• [Data provided]:
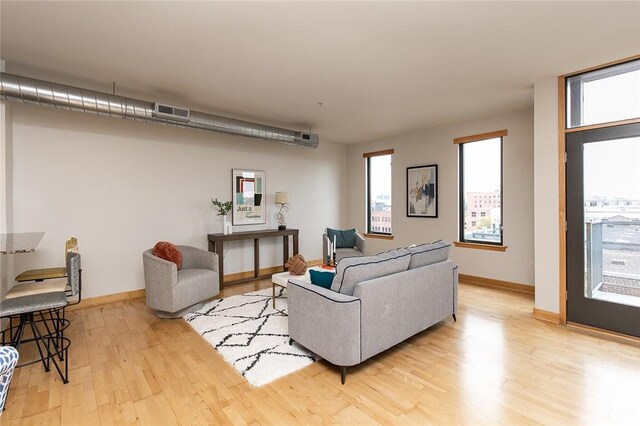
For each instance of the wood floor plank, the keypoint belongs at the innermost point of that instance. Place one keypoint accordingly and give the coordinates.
(495, 365)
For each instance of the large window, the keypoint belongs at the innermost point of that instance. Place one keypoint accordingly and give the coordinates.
(378, 170)
(604, 95)
(481, 188)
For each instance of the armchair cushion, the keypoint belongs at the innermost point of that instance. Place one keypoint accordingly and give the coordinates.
(344, 238)
(167, 251)
(296, 265)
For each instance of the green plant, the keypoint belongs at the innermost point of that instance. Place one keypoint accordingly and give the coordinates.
(223, 208)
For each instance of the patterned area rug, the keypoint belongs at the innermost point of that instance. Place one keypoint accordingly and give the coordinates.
(251, 335)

• [Problem requirements]: The answer should hold exactly the lines running from the one with "For each instance of the armchair" to the final line of the data, both ends counted.

• [Solution to this exercise]:
For each instance of the armchair cushion, the keypoint belongs at the innermost point of that instance. Place one keypoint accordingly and give the coordinates.
(344, 238)
(167, 251)
(296, 265)
For each instance of the green plant, the keypoint belongs at the innermost point of that instance. Place one keypoint accordingly and give the coordinates.
(223, 208)
For each instance of the patterned area rug, the keypoint belongs at the innermost point of that instance. Place one keypoint accordingly and give the coordinates.
(251, 335)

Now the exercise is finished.